▶ [EXERCISE DETAILS]: Rewrite the listing below with every "Reviewer note" changed to "Annotator note", keeping everything else the same.

— START OF MATERIAL SUPPLIED —

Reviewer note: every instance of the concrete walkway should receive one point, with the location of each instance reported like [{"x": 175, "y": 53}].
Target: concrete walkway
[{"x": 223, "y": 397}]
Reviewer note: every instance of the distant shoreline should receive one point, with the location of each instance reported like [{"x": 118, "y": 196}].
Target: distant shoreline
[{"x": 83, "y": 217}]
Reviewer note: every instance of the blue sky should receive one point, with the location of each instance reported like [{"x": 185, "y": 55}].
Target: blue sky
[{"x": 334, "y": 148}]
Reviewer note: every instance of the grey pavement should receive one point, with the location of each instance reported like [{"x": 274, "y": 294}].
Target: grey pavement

— END OF MATERIAL SUPPLIED —

▶ [RESPONSE]:
Annotator note: every instance of the concrete walkway should receive one point, with the location of each instance reported like [{"x": 175, "y": 53}].
Target: concrete walkway
[{"x": 223, "y": 397}]
Annotator note: every instance of the distant shoreline should receive one point, with the location of each instance reported like [{"x": 118, "y": 196}].
Target: distant shoreline
[{"x": 83, "y": 217}]
Annotator note: every instance of the blue sky should receive one point, with the location of each instance reported like [{"x": 185, "y": 55}].
Target: blue sky
[{"x": 334, "y": 148}]
Annotator note: every instance of the grey pavement should receive one point, with the location of each instance reported like [{"x": 274, "y": 294}].
Target: grey pavement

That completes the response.